» **Study text**:
In our consumer-driven society a high market value is not placed on self-reflection, but before we get too far into this conversation I’d like us to take a minute to be honest with ourselves. How much of our confusion about Christianity comes from our own reluctance to find the answers to the questions that we say we want answered?
In his book, Confessions Augustine (A.D. 397) wrote:
“In my youth I had prayed to you [i.e. God] for chastity and said, “Give me chastity and continence, but not yet.” I was afraid that you would answer my prayer at once and cure me too soon of the disease of lust, which I wanted satisfied, not quelled. I had wandered on along the road of vice in sacrilegious superstition . . . not because I thought that it was right, but because I preferred it to the Christian belief, which I did not explore as I ought but opposed out of malice.”*
Augustine claimed to be searching for truth, but, as he confesses he was motivated out of anger at the ‘religion’ of his mother, and really didn’t want to be bothered with the truth just yet.
Does any of this sound remotely familiar (remember, we’re being honest)?
How often do we, in our search for truth and clarity hope to not yet find the answers we seek? How many times to we find solace in our search and forget (or deliberately neglect) to take a long, hard look at the answers as they come? How often do we experience a sense of solidarity with other searchers that don’t really want to be found, but can claim if called to the mat that “we were searching?”

» **The data**:
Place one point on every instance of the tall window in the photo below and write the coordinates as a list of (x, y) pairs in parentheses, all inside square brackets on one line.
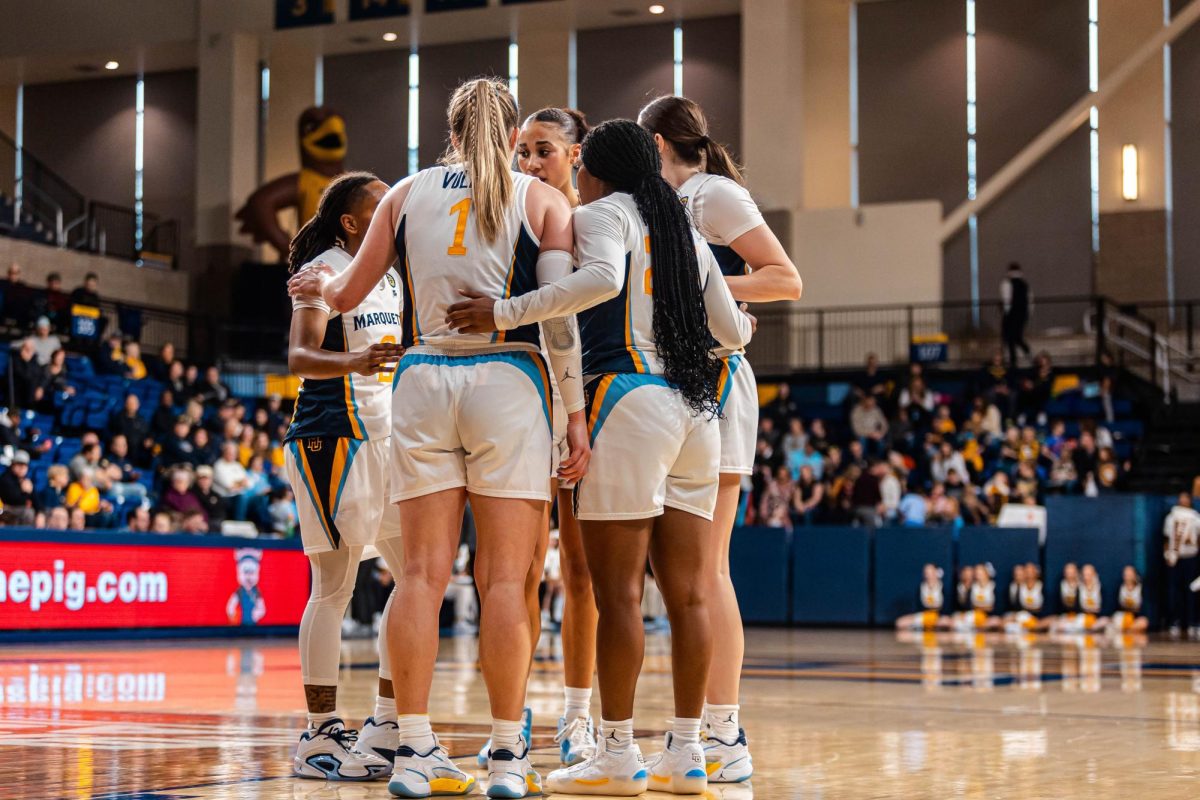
[(414, 128)]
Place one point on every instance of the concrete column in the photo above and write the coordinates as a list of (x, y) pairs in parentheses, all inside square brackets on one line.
[(227, 154), (773, 49), (544, 60)]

» **What you need to do**:
1 > In the essay on searching for truth about Christianity, what did Augustine ask for when he prayed in his youth?
2 > Decide whether each statement agrees with the essay on searching for truth about Christianity. Answer yes or no, and quote the deciding words from the essay.
(a) The essay dates Augustine's Confessions to A.D. 397.
(b) Augustine says he followed the road of vice because he believed it was right.
(c) The essay says a consumer-driven society places a high market value on self-reflection.
3 > Continue the essay on searching for truth about Christianity, starting after its last sentence.

» **Task-by-task outputs**:
1 > He asked for chastity and continence, "but not yet."

2 >
(a) Yes: "In his book, Confessions Augustine (A.D. 397) wrote"
(b) No: "not because I thought that it was right, but because I preferred it to the Christian belief"
(c) No: "In our consumer-driven society a high market value is not placed on self-reflection"

3 >
Do we really want the answers, or are we simply wandering in circles because we’re afraid of what those answers might be? Are we so angry at the hypocrisy of our parents or our teachers or our pastors/churches that we will sacrifice the truth itself for the search?
Are we too often like the character in the Gillian Welch song, Look At Miss Ohio, saying, “I wanna do right, but not right now?”
I, for one have long been guilty of Augustine’s folly. It seems to me that, especially in the artistic world it’s cool to search for truth as long as we don’t actually find it. Here’s to real truth-seeking and non hypocritical prayers.
* Aurelius Augustine, Confessions (New York, NY: Penguin Books, 1961), Book VIII, Chapter 7.